**DATA SECTION:**
________________

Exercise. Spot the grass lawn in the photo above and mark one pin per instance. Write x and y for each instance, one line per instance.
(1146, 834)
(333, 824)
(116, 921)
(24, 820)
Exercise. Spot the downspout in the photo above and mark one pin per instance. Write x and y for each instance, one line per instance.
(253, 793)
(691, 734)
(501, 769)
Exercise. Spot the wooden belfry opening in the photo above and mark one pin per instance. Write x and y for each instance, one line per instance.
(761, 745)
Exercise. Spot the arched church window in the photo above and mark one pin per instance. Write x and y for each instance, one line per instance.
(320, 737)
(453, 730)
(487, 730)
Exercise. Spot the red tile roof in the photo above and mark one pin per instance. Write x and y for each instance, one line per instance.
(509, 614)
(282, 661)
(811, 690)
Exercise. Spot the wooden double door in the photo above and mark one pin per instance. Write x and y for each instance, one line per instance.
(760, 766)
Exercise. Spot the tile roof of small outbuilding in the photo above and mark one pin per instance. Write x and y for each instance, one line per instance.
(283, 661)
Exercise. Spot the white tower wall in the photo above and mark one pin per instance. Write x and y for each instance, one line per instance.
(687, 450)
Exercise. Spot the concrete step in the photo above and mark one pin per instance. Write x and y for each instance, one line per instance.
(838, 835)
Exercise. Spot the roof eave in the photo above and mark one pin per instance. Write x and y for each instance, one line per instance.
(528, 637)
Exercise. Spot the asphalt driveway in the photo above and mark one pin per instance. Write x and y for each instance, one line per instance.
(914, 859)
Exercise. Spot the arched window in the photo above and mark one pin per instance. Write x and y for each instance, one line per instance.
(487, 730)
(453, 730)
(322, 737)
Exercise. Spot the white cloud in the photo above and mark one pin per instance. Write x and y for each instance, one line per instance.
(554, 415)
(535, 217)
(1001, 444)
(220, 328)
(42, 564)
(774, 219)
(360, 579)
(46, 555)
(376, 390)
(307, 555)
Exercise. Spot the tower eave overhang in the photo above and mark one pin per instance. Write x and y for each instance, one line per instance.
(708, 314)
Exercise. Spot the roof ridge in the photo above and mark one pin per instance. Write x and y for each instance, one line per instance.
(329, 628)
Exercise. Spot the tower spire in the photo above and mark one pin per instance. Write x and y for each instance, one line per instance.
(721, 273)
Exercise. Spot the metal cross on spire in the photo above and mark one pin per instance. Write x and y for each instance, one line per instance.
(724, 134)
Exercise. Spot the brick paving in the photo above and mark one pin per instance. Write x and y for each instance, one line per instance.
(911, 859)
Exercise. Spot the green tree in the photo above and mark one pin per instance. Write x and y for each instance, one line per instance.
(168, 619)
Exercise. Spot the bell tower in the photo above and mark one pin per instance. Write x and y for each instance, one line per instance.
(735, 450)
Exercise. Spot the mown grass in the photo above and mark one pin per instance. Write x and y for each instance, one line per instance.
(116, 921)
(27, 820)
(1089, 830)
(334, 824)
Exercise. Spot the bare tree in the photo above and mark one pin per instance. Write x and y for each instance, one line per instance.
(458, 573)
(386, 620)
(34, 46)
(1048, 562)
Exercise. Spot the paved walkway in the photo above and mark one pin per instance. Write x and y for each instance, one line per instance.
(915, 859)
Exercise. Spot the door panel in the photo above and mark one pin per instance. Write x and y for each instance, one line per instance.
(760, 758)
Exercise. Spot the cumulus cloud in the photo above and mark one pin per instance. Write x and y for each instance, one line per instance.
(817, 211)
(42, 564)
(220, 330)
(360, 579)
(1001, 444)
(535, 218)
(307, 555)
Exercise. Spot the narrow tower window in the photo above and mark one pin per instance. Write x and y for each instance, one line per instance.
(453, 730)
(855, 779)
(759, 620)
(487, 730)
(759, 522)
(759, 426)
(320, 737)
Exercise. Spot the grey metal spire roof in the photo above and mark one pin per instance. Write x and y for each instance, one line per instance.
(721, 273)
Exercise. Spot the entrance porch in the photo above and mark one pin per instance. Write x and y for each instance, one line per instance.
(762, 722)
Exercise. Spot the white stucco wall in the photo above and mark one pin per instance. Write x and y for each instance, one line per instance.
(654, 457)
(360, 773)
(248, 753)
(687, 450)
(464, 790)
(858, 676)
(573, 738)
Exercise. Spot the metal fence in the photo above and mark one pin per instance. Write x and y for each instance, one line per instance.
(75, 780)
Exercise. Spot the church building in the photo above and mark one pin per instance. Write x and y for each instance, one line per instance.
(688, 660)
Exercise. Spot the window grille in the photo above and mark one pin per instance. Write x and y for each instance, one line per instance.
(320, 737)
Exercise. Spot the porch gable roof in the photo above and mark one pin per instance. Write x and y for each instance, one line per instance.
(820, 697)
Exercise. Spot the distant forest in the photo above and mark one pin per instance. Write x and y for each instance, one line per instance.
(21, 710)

________________

**TASK PROMPT:**
Keep every word the same and copy out all of the entries.

**EXPECTED ANSWER:**
Exercise. Spot the grass lawn in the photo above and mark one pin per instance. Write x and y for each instance, one line per instance.
(1146, 834)
(333, 824)
(116, 921)
(24, 820)
Exercise. Spot the downspout in the photo above and mark one pin per instance. Write x and y for each instance, one line per instance.
(253, 793)
(691, 734)
(501, 769)
Exercise. Spot the wooden belfry opening in the photo above and mark one pin per instance. Write x and y for each instance, one line per instance.
(761, 745)
Exercise. Spot the arched church window in the photo above and mark one pin per instance. Write x and y for each instance, one line per instance.
(320, 737)
(453, 730)
(487, 730)
Exercise. Spot the red tile roof in the photo above and mark one pin per instance. Write x and y for each instance, one line per instance.
(509, 614)
(282, 661)
(811, 690)
Exercise. Spot the wooden double door in the photo above and mark one pin per instance. Write x and y for each instance, one line per instance.
(760, 766)
Exercise. Spot the tile roof of small outbuilding in the photo above and mark one pin per instance. Write x and y for each instance, one line per instance.
(283, 661)
Exercise. Spot the white tower wall in the photo above and mark one pin per instance. Write x and y for each instance, one line per instance.
(687, 450)
Exercise. Spot the concrete step in the photo above and mark one pin per instance. Write x and y for each instance, one line per instance.
(838, 835)
Exercise. Spot the roof eave in the photo above and mark one pin per instance. Write x and y for each instance, one line per instance.
(528, 637)
Exercise. Spot the asphalt driveway in the photo above and mark one pin per instance. Write x and y for each instance, one line per instance.
(914, 859)
Exercise. Spot the arched window in the photo above and mark one pin per instance. Write x and y for each instance, one line per instance.
(487, 730)
(453, 730)
(322, 737)
Exercise. Spot the white cloud in the photo above and mark one pin per instance. Write x and y for each instance, one line per instance.
(554, 415)
(535, 217)
(1001, 444)
(220, 328)
(42, 564)
(774, 219)
(360, 579)
(46, 555)
(376, 390)
(307, 555)
Exercise. Spot the tower eave overhang in the photo above and mark one pin per instance. Write x and y for each instance, one line per instance.
(708, 314)
Exercise. Spot the roof ridge in the photo above and mark one pin per instance. Write x and y for each instance, one line per instance.
(329, 628)
Exercise. Spot the tower spire in the photo above and mark one pin per instance. Write x and y for each instance, one line per instance.
(721, 273)
Exercise. Spot the metal cross on spire in the photo above and mark one pin per instance. Write x and y for each instance, one line per instance.
(724, 134)
Exercise. Spot the brick paving in the photo above and mark one pin per instance. Write x and y for each instance, one line per instance.
(911, 859)
Exercise. Spot the green tree in the photo above and mark one pin per instance. Write x and y for each instance, one line per instance.
(168, 619)
Exercise. Spot the bell tower in the photo above and mark one pin per instance. Write x and y for each instance, one line per instance.
(735, 450)
Exercise. Spot the mown grass in the photo above and mark one pin per instance. Write x and y for each instance, one line per instance.
(116, 921)
(27, 820)
(1089, 830)
(334, 824)
Exercise. Spot the bare tree in the photo above and mark one pin per instance. Write x and y for each instance, one line per instance.
(458, 573)
(386, 620)
(34, 46)
(1048, 562)
Exercise. Spot the paved walkway in the photo above and mark one pin per instance. Write x and y for each instance, one line per instance.
(915, 859)
Exercise. Spot the door panel in the photo above and mark one pin per instance. Write x and y for each instance, one line per instance.
(760, 758)
Exercise. Spot the cumulus cloud in the photo above and mark one pin per instance. Write x and y for each instance, one line per instance.
(817, 211)
(42, 564)
(220, 330)
(360, 579)
(1001, 444)
(535, 218)
(307, 555)
Exercise. Spot the narrow tower window in the photo above and mark one pin per instance. Write x and y for each instance, one line per instance.
(453, 730)
(855, 779)
(759, 620)
(487, 730)
(759, 522)
(759, 426)
(320, 737)
Exercise. Spot the grey metal spire roof in the photo above and mark one pin per instance. Write x and y for each instance, one line per instance.
(721, 273)
Exercise. Spot the entrance porch in the photo above and mark one pin per instance. Write x and y for each instance, one line per instance.
(762, 722)
Exercise. Spot the white stucco wall in the photo above and mark one pin per instance. Write x and y for each instance, one line per instance.
(654, 457)
(360, 773)
(248, 753)
(687, 450)
(464, 790)
(858, 676)
(573, 738)
Exercise. Spot the metal fence in the photo above and mark one pin per instance. Write x and y for each instance, one line per instance.
(75, 780)
Exercise. Spot the church building in the photo above and mark one pin per instance. Write x and y for each instance, one line per instance.
(688, 660)
Exercise. Spot the window grille in the photo above and mark one pin per instance. Write x and y for each instance, one line per instance.
(320, 737)
Exercise. Spot the porch gable roof in the photo above and mark one pin per instance. Write x and y for each instance, one line per instance.
(820, 697)
Exercise. Spot the distant forest in the photo above and mark one pin per instance. Write x and y for each instance, one line per instance.
(21, 710)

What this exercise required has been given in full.